**RECORDS FOR THIS TASK:**
□ □ □ □ □ □ □

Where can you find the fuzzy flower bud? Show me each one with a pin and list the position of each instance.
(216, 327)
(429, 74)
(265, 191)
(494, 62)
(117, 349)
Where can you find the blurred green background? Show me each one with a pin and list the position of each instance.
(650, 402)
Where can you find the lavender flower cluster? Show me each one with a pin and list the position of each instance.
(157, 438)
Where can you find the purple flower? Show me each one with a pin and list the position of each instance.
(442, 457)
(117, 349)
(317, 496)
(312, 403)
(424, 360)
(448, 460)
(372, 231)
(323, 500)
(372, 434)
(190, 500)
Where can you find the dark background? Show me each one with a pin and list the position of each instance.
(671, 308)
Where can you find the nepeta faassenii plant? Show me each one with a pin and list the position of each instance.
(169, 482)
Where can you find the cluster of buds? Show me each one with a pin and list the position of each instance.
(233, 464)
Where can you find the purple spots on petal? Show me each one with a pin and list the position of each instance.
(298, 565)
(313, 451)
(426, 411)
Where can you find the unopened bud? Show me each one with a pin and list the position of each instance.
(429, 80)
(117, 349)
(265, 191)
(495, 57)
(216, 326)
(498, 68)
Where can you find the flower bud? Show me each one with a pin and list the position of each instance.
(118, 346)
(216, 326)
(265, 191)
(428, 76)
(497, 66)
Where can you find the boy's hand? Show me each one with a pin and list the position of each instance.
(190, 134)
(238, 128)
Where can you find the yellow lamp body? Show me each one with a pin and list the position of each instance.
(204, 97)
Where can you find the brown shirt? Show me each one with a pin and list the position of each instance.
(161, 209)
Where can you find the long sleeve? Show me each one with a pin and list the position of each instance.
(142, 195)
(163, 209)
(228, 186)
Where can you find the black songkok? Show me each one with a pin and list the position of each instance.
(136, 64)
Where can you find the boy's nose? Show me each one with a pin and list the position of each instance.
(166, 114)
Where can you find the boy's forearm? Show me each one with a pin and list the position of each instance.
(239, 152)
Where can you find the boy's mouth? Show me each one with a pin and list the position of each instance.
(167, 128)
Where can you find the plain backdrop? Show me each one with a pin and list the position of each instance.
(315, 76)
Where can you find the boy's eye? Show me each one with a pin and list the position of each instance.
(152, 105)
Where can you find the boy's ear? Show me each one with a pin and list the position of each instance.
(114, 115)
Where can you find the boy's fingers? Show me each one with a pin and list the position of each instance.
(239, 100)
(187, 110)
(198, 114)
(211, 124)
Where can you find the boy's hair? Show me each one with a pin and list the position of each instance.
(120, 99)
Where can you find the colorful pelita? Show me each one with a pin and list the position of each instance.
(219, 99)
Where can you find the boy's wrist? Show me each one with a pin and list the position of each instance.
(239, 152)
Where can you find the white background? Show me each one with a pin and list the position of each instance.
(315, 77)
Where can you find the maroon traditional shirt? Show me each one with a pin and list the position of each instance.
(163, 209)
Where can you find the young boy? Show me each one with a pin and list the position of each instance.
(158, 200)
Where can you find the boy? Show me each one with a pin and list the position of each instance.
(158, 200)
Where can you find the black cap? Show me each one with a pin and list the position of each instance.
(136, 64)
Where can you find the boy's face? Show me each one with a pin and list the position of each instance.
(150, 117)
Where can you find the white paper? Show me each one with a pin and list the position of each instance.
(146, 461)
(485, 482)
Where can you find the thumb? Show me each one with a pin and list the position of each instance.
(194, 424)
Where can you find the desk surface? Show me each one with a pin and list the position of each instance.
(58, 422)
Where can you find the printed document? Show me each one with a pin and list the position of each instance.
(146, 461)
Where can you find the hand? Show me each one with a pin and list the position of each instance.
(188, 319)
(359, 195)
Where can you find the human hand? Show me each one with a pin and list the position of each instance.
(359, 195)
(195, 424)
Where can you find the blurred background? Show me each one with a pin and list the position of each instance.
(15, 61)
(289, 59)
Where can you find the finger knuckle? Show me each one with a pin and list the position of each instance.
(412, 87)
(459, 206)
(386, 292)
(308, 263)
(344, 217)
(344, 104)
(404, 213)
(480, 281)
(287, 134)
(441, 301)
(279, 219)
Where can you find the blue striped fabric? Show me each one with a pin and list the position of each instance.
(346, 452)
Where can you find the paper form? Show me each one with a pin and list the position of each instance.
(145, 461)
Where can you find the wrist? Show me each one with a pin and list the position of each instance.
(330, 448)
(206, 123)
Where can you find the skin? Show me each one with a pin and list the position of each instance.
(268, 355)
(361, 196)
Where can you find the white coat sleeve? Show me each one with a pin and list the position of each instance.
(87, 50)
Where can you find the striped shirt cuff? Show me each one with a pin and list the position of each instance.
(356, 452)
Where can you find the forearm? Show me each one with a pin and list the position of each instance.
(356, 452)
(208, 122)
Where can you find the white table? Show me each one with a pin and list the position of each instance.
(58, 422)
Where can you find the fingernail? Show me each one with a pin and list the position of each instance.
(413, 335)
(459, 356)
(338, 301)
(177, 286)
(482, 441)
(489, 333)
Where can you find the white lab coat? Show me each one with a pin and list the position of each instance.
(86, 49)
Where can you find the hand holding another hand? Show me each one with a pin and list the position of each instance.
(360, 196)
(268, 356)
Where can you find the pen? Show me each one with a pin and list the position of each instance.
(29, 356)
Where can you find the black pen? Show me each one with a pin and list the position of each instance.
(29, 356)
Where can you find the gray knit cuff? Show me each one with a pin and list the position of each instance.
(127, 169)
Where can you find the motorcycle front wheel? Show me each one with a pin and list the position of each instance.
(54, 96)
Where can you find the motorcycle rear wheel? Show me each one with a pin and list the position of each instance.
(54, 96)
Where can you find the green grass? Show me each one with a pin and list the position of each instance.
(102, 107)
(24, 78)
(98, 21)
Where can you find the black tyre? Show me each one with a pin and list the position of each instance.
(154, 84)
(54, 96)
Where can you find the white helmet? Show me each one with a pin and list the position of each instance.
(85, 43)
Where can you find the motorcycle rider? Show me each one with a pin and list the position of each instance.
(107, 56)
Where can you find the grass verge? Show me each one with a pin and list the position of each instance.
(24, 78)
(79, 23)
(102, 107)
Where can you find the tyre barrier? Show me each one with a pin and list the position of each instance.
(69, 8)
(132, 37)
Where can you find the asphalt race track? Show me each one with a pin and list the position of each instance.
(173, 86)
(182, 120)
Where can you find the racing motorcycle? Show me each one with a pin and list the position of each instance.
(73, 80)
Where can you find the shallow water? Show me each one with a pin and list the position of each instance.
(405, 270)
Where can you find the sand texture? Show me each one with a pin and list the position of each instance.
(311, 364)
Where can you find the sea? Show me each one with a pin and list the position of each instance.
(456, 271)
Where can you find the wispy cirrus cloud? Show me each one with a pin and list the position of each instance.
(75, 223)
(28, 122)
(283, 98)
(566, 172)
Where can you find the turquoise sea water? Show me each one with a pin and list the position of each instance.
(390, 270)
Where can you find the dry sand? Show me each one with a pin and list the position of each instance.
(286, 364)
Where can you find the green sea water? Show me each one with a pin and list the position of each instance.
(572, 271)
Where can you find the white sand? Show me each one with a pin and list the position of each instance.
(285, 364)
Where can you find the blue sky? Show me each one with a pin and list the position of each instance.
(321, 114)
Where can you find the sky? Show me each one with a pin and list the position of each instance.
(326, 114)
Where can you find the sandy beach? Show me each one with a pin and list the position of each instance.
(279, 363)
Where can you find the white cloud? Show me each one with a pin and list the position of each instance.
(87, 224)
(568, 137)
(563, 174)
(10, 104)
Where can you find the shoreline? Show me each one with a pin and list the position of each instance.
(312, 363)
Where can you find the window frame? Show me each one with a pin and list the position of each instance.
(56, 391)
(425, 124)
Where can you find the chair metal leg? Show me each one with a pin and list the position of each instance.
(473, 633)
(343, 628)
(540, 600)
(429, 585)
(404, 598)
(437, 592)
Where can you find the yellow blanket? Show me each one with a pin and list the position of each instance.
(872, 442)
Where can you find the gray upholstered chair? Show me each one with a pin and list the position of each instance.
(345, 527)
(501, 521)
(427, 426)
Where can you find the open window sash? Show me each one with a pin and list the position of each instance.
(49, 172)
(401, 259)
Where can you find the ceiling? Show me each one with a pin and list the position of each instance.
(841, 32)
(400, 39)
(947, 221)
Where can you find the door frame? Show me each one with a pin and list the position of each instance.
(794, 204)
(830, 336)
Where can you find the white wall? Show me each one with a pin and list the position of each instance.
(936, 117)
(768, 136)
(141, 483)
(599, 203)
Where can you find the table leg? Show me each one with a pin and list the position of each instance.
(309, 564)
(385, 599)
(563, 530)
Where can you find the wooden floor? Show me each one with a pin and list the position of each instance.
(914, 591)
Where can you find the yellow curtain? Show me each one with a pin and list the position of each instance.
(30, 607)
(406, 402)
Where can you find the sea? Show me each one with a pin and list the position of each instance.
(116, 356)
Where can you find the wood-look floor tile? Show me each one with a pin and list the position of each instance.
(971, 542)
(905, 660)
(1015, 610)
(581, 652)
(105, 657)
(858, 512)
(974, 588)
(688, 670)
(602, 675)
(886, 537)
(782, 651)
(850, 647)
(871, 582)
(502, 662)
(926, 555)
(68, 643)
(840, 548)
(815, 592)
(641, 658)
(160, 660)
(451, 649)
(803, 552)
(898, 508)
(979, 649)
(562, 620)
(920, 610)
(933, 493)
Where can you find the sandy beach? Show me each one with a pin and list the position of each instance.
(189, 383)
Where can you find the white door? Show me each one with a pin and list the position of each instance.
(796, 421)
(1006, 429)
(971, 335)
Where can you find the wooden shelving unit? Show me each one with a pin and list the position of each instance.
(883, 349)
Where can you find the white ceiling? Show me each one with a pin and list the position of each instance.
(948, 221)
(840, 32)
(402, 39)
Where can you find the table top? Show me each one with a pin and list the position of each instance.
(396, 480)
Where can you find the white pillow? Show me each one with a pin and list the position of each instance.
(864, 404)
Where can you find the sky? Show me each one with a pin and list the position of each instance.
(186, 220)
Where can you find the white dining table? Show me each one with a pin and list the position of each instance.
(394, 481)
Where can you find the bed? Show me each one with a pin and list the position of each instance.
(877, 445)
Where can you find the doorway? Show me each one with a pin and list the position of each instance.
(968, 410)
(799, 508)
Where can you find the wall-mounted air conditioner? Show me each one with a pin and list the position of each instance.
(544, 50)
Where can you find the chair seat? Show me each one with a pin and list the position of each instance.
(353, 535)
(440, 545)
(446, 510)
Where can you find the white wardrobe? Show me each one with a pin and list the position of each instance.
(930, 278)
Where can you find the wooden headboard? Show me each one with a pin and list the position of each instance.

□ □ □ □ □ □ □

**YOUR GOAL:**
Can you reproduce, word for word, the lines of the records from the one containing "Where can you find the white pillow?" through the final line of the records, and nothing else?

**CORRECT RESPONSE:**
Where can you find the white pillow? Show me each one with a pin and list the position of each instance.
(864, 404)
Where can you find the sky? Show me each one with a pin and list the position of each instance.
(186, 220)
Where can you find the white dining table? Show me each one with a pin and list the position of each instance.
(394, 481)
Where can you find the bed? Show me each one with a pin and list the position of each instance.
(877, 445)
Where can you find the doorway? Show me each one with a pin and list the position of each instance.
(968, 410)
(799, 508)
Where can you find the wall-mounted air conditioner? Show me each one with a pin and list the position of each instance.
(544, 50)
Where can you find the chair seat? Show me each one with a pin and list the position of each instance.
(353, 535)
(440, 545)
(446, 510)
Where can you find the white wardrobe? Show me each one with a pin and list the position of each instance.
(930, 278)
Where can you find the wooden headboard? Show me each one with a pin and list the position of each instance.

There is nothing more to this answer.